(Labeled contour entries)
┌──

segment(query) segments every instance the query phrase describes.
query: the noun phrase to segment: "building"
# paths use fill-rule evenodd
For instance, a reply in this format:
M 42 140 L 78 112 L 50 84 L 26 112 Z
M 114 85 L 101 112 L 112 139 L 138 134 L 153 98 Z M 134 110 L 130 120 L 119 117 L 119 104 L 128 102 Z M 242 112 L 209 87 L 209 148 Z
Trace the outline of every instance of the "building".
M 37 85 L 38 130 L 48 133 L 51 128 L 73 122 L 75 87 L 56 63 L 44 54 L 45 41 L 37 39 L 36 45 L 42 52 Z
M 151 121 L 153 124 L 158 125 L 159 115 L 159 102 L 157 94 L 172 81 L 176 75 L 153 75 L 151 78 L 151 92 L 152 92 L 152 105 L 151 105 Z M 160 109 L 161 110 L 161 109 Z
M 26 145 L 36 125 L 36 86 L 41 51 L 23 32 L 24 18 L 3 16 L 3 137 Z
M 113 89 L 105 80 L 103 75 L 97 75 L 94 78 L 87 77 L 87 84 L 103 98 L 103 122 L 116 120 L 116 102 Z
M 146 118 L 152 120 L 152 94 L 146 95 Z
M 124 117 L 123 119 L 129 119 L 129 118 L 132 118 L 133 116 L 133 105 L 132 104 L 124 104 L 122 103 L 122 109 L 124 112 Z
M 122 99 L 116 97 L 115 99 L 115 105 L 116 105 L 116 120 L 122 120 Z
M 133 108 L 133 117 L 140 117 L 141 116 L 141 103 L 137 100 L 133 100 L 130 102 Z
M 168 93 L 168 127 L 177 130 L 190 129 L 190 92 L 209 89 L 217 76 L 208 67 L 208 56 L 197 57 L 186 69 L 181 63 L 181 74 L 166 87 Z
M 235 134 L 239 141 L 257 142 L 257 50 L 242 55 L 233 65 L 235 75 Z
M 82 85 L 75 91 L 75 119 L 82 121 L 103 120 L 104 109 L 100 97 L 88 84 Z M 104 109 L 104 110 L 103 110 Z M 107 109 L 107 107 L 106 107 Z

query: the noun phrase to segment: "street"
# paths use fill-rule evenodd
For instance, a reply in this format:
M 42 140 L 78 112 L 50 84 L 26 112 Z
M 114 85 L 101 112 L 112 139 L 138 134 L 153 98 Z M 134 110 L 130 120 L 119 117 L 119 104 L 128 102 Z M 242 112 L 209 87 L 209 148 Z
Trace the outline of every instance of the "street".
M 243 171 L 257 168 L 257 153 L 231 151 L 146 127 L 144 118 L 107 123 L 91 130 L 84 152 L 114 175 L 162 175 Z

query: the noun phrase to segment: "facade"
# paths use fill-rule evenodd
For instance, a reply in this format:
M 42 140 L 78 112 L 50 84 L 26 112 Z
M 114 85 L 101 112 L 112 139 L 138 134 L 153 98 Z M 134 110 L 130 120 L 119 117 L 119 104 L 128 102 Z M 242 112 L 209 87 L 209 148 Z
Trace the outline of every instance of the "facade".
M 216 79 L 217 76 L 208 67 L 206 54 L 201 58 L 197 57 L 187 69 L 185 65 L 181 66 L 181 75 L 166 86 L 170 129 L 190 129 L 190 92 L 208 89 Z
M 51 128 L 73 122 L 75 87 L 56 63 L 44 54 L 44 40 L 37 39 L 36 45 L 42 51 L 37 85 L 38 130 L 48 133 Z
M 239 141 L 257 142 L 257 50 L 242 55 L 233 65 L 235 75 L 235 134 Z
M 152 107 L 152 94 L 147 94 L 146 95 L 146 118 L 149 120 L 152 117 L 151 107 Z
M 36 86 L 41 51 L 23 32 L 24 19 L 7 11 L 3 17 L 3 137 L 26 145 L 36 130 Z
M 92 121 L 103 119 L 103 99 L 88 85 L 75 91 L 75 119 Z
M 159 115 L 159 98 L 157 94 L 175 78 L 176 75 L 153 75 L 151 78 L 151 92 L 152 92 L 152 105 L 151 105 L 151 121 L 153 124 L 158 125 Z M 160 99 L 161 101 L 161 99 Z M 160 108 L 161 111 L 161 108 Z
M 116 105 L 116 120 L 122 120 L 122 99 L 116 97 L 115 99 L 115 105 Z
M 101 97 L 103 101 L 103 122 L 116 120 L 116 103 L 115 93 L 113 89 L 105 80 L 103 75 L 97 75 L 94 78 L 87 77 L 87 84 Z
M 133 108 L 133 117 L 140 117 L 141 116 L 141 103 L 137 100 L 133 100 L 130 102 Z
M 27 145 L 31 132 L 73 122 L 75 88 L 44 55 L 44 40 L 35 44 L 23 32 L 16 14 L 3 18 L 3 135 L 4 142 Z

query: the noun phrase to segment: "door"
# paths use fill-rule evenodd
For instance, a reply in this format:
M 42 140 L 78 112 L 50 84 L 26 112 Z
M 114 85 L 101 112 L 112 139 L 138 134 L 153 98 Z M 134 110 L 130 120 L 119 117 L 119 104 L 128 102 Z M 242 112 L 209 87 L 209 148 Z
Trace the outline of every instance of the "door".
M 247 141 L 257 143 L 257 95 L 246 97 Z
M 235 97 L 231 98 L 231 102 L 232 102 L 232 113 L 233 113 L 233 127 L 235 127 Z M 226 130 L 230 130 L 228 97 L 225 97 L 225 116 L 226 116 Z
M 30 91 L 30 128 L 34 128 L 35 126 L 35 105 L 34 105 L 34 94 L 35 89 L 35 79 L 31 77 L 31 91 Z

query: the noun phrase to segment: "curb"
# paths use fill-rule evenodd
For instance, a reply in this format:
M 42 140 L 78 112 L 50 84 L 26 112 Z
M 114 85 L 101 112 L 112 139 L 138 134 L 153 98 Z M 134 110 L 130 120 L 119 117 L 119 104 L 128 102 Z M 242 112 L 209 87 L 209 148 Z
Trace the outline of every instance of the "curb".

└──
┌──

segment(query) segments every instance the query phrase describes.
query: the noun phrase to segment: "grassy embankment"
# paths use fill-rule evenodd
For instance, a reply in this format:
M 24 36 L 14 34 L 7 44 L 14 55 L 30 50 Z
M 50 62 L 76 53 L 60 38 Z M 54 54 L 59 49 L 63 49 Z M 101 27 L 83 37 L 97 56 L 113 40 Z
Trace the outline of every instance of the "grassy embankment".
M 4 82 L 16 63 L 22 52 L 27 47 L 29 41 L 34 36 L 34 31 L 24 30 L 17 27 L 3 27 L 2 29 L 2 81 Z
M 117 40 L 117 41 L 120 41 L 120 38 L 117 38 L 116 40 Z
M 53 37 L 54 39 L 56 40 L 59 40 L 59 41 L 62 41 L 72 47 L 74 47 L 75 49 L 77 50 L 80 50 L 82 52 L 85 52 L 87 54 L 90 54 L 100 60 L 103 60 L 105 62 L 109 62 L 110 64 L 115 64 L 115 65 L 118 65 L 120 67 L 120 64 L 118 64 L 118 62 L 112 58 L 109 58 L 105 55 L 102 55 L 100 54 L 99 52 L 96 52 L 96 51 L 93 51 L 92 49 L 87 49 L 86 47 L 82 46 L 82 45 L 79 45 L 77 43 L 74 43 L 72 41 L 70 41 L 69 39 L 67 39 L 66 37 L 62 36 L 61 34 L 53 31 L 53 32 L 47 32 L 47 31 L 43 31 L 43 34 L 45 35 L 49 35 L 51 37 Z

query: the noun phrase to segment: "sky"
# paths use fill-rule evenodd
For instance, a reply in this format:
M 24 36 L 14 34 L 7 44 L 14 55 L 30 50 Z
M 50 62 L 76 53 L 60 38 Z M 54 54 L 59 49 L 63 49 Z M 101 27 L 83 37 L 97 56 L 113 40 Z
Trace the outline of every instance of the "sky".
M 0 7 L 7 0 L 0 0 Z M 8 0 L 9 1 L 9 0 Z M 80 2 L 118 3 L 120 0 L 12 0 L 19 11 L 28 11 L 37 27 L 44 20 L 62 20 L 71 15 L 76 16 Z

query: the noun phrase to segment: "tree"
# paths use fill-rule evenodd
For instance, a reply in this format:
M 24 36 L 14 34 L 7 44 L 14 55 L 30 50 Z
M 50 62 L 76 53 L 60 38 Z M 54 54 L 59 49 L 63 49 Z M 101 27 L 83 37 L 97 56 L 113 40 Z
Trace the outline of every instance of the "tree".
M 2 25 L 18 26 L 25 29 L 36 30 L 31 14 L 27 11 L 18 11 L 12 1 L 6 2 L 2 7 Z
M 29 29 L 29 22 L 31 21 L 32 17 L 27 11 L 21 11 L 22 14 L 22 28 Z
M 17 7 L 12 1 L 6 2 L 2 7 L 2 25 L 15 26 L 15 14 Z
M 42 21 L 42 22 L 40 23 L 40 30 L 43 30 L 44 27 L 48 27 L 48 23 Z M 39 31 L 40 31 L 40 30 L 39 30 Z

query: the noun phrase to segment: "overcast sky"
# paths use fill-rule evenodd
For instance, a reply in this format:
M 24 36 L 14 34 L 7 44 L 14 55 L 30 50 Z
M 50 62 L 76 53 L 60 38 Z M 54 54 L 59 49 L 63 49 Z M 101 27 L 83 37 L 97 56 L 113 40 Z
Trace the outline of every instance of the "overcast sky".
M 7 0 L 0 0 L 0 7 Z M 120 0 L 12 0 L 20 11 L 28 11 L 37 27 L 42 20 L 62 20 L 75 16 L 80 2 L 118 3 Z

└──

Please pick out each line in the rows above that contains the string "street" and copy it in full.

query: the noun phrase to segment: "street"
Trace the outline of every instance of the "street".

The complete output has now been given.